[Records from a data collection]
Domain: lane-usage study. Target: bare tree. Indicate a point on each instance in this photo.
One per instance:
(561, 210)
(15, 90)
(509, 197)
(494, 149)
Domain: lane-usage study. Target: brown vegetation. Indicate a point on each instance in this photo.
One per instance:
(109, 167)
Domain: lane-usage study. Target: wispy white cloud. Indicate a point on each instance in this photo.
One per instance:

(Task directions): Every entry above should be retyped exactly as it appears.

(Result):
Domain: lane-usage study. Target: bare tree. Indicate a point on each instance in this photo.
One per instance:
(561, 210)
(15, 90)
(509, 197)
(494, 149)
Domain: lane-usage study. Target: brown vegetation. Indicate a point on each instance in this photo.
One per instance:
(109, 167)
Domain: lane-usage study. Target: wispy white cloud. Indicate a point on each instance in this photo.
One per instance:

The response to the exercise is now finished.